● Исходный текст:
Само собой разумеется, что каждый актер БДТ не прикован в творчестве к какому-то одному характеру. Но с личностью каждого актера здесь связана определенная сфера социальных, нравственных представлений, каждый разрабатывает определенный мир человеческих стремлений, выявляя его разные аспекты и уровни. Каждый разрабатывает определенно свой мир, отчего в спектаклях БДТ практически отсутствует дублерство: ввод нового актера на роль может разрушить атмосферу социально-психологической достоверности, разомкнуть звенья воссозданной на сцене системы отношений.
И вот в таком театре, как БДТ, где художественная индивидуальность и творчество каждого члена труппы социально осмысленны, Стржельчик, пользуясь устарелой терминологией, существует в амплуа... актера. Нет, не интеллигента, не художника, а именно актера. Он воплощает собой тот комплекс психофизических черт, который связан в нашем представлении с образом актера, каким он, по нашим понятиям, должен быть на сцене и в жизни.
В недрах современного театра за последнее десятилетие происходят заметные эстетические сдвиги. Меняется привычная форма отношений между актером, режиссером, драматургом и зрителем. Элементарный пример подобных перемен: актеры пишут драмы и ставят спектакли, режиссеры и драматурги превратились в художников, которых зритель видит — реже на сцене, чаще на экране — в ролях эпизодических и даже главных. Меняются внутритеатральные отношения, меняется и облик самих профессий, прежде всего актерской, как наиболее мобильной и всеобъемлющей.
Проникая в смежные творческие профессии, актер и в облике своем, и в образе мыслей полностью утрачивает сегодня былую «цеховую» ограниченность. Его трудно узнать на улице, в толпе, отличить среди тысяч лиц. Он в подавляющем большинстве человек, который делает свое дело. Как все. Как инженер, строитель или механик. И — по требованию времени — в деле этом он стремится быть целесообразным, «оптимальным».
Процесс, который сегодня совершается в театре, не однозначен. Очевидна его своевременность и прогрессивность. И тем не менее... Театр ведь учреждение вполне самостоятельное, имеющее свою историю, культуру. Значит, актер, при всей широте творческих, гражданских интересов, сохраняет в себе еще что-то, чему нет словесного эквивалента, что угадывается, но не осязается, как запах, привкус, аромат. Это — специфическое, неразложимое, определяемое лишь в категориях театра и никаких других...
И вот здесь с логической неотвратимостью должно возникнуть имя Стржельчика.

● Данные для обработки:
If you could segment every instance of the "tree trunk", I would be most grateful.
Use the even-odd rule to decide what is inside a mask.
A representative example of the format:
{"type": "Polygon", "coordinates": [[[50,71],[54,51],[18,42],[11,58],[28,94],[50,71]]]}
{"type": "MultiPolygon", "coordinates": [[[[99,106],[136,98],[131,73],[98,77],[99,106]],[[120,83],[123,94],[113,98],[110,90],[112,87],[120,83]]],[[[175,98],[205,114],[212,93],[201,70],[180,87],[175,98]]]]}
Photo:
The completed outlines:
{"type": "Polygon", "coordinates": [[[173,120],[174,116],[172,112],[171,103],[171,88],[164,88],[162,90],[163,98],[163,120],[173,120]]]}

● Короткое задание 1:
Ответьте по исходному тексту:
(а) Что практически отсутствует в спектаклях БДТ?
(б) С кем сравнивается сегодняшний актер, который делает свое дело, как все?
(в) Чье имя должно возникнуть с логической неотвратимостью?
● Короткое задание 2: Оформите все строки из раздела «Данные для обработки» как таблицу Markdown со столбцами «Номер» и «Строка», пропустив пустые строки.

● Письменное решение 1:
(а) Дублерство.
(б) С инженером, строителем или механиком.
(в) Стржельчика.

● Письменное решение 2:
| Номер | Строка |
|---|---|
| 1 | If you could segment every instance of the "tree trunk", I would be most grateful. |
| 2 | Use the even-odd rule to decide what is inside a mask. |
| 3 | A representative example of the format: |
| 4 | {"type": "Polygon", "coordinates": [[[50,71],[54,51],[18,42],[11,58],[28,94],[50,71]]]} |
| 5 | {"type": "MultiPolygon", "coordinates": [[[[99,106],[136,98],[131,73],[98,77],[99,106]],[[120,83],[123,94],[113,98],[110,90],[112,87],[120,83]]],[[[175,98],[205,114],[212,93],[201,70],[180,87],[175,98]]]]} |
| 6 | Photo: |
| 7 | The completed outlines: |
| 8 | {"type": "Polygon", "coordinates": [[[173,120],[174,116],[172,112],[171,103],[171,88],[164,88],[162,90],[163,98],[163,120],[173,120]]]} |